──────── INFORMATION SHOWN ────────
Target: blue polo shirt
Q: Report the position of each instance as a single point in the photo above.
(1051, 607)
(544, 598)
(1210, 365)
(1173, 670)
────────
## WHAT IS NEEDED
Can you change "blue polo shirt" to "red polo shirt" throughout the data and leave everything else as it is?

## COMPLETED EXERCISE
Target: red polo shirt
Q: Report the position of each instance as a single point in the photo above.
(1051, 607)
(544, 598)
(1210, 365)
(1173, 670)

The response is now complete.